対象テキスト:
DPPH法に使用した試薬は、2−(N−モルホリノ)エタンスルホン酸(MES)、1,1−ジフェニル−2−ピクリルヒドラジル(DPPH)試薬、Trolox(6−ヒドロキシ−2,5,7,8−テトラメチルクロマン−2−カルボン酸)であり、いずれも和光純薬工業社より購入した。また、試験溶液として、MES緩衝液とDPPH液を調製した。MES緩衝液は、2−(N−モルホリノ)エタンスルホン酸1.72gを水40mlに溶解して調製した(200mM、pH6.0)。DPPH液は、1,1−ジフェニル−2−ピクリルヒドラジル0.0128gをエタノールにて40mlに希釈(800μM)して調製した。また、標準品であるTroloxは、20ppm溶液を標準試料溶液とした。
次に、前記羅漢果製品の各試料をモグロシド類含量の最終濃度が100ppm、200ppm、300ppmになるように50%エタノールで希釈し、それぞれ1.5mlに調製した。その後、これらにMES緩衝液0.75mlとDPPH液0.75mlを試験管で混合し3mlにした。そして、室温で20分間放置後、分光光度計で520nmにおける吸光度を測定した。各試料を20分室温で放置したときの各濃度における520nmの吸光度変化を図1に示す。
(DPPH法の説明)
DPPHは活性酸素ではないが不対電子を持つラジカルで、活性酸素と同様に他の物質と反応し、酸化させる作用を持っている。DPPHは他の物質を酸化する能力を持っているときは「紫色」を示すが、他の物質を酸化する能力がなくなると「紫色」を失う性質を持っている。つまり、DPPHの紫色を消し去ることのできる物質は、DPPHの酸化能力を奪う=「抗酸化力を持っている」と理解できるので、図1に示したグラフ中の520nmの吸光度強度が低くなればなるほど、添加した物質には抗酸化能が存在することを示す。
(評価)

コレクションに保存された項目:
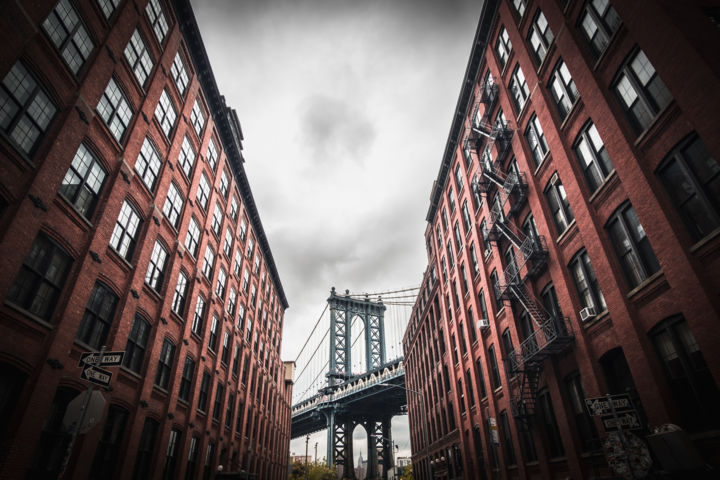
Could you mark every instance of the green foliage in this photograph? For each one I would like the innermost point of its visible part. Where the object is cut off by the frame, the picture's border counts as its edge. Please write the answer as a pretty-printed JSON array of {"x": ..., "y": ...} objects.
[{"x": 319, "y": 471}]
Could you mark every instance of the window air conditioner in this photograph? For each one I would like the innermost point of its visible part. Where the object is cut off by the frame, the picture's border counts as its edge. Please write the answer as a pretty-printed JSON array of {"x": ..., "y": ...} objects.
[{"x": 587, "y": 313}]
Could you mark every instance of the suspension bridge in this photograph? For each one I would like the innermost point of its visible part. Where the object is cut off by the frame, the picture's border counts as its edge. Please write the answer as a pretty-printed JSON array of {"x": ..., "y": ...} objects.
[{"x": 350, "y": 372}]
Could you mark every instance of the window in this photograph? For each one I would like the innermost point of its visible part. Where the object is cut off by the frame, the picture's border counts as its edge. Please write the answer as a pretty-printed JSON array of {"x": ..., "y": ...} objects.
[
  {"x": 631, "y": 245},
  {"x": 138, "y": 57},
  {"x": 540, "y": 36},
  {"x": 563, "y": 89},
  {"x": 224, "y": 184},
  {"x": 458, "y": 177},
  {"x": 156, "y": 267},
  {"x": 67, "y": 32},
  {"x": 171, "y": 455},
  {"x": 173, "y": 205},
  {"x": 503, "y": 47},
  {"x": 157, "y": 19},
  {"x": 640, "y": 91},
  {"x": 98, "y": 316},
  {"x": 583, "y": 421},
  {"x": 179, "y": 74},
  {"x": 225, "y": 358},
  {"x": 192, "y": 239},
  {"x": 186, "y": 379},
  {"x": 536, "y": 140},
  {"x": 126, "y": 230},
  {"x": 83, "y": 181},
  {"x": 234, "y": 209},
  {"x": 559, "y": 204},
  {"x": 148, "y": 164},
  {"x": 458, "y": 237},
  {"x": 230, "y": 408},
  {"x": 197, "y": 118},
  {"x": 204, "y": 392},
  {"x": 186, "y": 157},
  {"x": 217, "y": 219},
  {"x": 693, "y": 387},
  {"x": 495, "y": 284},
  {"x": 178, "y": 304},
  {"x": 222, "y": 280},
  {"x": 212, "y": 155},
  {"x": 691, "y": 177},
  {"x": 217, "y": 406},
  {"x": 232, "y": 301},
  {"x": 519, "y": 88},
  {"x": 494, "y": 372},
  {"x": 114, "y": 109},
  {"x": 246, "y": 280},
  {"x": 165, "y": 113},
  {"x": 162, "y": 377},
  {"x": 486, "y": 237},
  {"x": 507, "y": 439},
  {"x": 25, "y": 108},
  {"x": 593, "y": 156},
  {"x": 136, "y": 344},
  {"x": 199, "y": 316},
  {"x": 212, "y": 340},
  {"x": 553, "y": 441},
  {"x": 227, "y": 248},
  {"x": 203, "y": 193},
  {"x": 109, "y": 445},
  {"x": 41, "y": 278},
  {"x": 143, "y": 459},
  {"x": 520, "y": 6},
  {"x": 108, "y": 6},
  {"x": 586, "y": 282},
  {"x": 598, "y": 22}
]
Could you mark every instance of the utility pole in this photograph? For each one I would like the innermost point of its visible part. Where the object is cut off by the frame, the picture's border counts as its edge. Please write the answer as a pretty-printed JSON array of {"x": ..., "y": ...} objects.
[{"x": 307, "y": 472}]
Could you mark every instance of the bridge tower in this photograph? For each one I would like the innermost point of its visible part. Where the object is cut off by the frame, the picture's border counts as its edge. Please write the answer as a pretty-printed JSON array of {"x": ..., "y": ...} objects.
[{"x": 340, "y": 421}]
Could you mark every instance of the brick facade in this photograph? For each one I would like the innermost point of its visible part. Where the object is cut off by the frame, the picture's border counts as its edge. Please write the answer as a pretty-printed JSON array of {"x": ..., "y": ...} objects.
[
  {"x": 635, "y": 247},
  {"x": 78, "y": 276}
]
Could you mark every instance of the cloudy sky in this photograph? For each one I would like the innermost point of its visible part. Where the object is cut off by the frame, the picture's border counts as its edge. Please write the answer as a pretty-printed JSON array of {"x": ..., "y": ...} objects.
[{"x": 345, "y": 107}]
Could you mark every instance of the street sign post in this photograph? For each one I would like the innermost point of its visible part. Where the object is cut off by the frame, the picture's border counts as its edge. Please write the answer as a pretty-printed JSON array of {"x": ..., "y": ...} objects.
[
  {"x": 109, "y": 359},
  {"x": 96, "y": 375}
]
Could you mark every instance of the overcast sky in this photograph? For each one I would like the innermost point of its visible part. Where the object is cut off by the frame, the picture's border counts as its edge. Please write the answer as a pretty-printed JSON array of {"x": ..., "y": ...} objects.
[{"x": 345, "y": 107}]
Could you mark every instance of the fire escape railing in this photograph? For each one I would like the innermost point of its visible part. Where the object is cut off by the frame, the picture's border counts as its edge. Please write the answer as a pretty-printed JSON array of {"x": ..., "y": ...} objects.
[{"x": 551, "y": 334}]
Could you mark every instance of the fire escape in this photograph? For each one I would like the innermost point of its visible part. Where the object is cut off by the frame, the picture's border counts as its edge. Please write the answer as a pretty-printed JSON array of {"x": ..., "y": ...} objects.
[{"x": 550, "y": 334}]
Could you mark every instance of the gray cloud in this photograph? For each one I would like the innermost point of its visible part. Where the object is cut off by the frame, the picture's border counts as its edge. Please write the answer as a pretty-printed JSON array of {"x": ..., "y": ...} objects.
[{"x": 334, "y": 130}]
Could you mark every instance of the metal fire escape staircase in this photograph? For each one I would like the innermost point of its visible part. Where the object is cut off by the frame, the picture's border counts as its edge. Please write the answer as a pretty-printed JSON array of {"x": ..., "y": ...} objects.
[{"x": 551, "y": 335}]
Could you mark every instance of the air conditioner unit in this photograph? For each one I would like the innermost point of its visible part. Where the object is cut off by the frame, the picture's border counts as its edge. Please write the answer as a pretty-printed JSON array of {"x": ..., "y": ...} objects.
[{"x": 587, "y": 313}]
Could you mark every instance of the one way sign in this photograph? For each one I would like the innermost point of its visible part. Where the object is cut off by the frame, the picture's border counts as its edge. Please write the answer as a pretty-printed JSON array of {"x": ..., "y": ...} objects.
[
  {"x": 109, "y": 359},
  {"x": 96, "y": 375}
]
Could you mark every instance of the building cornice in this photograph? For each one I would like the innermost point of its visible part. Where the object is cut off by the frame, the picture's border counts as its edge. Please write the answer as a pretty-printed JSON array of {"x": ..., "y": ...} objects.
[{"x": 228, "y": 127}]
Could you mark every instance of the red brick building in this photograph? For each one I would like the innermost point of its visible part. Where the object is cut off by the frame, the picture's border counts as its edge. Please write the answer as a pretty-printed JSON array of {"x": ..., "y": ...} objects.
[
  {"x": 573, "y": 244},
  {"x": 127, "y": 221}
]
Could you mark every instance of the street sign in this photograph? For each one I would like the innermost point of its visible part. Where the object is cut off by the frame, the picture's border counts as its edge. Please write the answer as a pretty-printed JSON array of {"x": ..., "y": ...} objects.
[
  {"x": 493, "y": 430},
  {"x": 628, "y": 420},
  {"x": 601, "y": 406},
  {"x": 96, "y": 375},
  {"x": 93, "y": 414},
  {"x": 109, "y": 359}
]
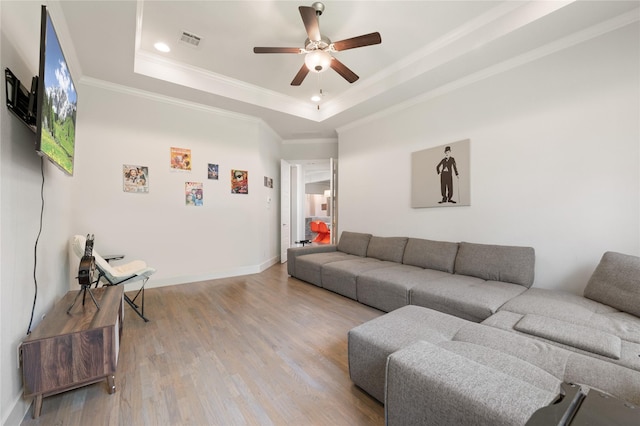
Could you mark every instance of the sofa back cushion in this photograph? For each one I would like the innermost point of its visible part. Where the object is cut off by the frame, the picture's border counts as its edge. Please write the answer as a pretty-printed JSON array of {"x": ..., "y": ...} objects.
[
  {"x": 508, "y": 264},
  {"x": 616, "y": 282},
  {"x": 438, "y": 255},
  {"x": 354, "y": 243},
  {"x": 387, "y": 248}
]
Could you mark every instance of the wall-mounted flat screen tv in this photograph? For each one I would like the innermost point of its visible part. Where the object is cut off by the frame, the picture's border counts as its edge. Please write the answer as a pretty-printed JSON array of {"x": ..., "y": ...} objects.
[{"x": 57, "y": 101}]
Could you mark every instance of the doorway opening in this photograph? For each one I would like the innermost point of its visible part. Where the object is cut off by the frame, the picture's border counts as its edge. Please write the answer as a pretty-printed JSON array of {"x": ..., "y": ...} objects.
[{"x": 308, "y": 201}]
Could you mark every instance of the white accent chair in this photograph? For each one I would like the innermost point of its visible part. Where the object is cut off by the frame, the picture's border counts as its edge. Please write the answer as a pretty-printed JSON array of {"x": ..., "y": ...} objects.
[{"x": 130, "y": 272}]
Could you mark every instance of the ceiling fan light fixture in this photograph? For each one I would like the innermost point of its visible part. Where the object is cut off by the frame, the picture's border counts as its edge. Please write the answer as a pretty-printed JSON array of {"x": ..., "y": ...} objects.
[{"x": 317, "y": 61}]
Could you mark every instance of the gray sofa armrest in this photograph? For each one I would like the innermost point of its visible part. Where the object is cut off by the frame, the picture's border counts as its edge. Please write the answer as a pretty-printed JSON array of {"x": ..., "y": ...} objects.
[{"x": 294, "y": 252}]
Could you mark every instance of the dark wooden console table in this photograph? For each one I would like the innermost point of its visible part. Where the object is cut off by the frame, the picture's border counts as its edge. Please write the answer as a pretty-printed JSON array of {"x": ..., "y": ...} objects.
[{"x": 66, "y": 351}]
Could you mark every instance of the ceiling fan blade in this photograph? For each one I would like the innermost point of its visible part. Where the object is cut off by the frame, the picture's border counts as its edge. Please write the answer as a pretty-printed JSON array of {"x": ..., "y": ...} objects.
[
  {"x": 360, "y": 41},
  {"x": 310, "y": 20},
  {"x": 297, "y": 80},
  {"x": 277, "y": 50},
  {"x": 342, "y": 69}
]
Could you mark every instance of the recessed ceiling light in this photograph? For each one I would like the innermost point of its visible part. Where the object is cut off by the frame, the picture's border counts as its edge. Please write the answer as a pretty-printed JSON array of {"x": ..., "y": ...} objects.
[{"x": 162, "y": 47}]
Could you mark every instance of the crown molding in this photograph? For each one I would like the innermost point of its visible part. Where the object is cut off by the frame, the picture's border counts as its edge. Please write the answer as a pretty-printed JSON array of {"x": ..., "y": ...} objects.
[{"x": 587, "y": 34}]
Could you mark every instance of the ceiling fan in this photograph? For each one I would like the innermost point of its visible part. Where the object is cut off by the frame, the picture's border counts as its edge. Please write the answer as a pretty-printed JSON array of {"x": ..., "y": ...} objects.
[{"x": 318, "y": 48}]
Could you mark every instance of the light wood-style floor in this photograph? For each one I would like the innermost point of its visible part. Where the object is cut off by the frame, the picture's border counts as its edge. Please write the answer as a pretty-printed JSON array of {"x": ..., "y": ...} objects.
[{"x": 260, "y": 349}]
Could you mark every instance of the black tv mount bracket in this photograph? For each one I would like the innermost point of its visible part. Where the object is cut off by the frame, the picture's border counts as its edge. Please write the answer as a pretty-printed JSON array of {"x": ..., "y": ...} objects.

実施課題:
#1 対象テキストの「DPPH法に使用した試薬は、」から「酸化能が存在することを示す。」までを両端も含めて書き出すこと。その際、「DPPH液」はすべて「ラジカル溶液」に置き換える。
#2 対象テキストでは、試料を室温で20分間放置した後、分光光度計で何nmの吸光度を測定したか。
対象テキストだけを使って答えてください。

課題の結果:
#1
DPPH法に使用した試薬は、2−(N−モルホリノ)エタンスルホン酸(MES)、1,1−ジフェニル−2−ピクリルヒドラジル(DPPH)試薬、Trolox(6−ヒドロキシ−2,5,7,8−テトラメチルクロマン−2−カルボン酸)であり、いずれも和光純薬工業社より購入した。また、試験溶液として、MES緩衝液とラジカル溶液を調製した。MES緩衝液は、2−(N−モルホリノ)エタンスルホン酸1.72gを水40mlに溶解して調製した(200mM、pH6.0)。ラジカル溶液は、1,1−ジフェニル−2−ピクリルヒドラジル0.0128gをエタノールにて40mlに希釈(800μM)して調製した。また、標準品であるTroloxは、20ppm溶液を標準試料溶液とした。
次に、前記羅漢果製品の各試料をモグロシド類含量の最終濃度が100ppm、200ppm、300ppmになるように50%エタノールで希釈し、それぞれ1.5mlに調製した。その後、これらにMES緩衝液0.75mlとラジカル溶液0.75mlを試験管で混合し3mlにした。そして、室温で20分間放置後、分光光度計で520nmにおける吸光度を測定した。各試料を20分室温で放置したときの各濃度における520nmの吸光度変化を図1に示す。
(DPPH法の説明)
DPPHは活性酸素ではないが不対電子を持つラジカルで、活性酸素と同様に他の物質と反応し、酸化させる作用を持っている。DPPHは他の物質を酸化する能力を持っているときは「紫色」を示すが、他の物質を酸化する能力がなくなると「紫色」を失う性質を持っている。つまり、DPPHの紫色を消し去ることのできる物質は、DPPHの酸化能力を奪う=「抗酸化力を持っている」と理解できるので、図1に示したグラフ中の520nmの吸光度強度が低くなればなるほど、添加した物質には抗酸化能が存在することを示す。

#2 520nm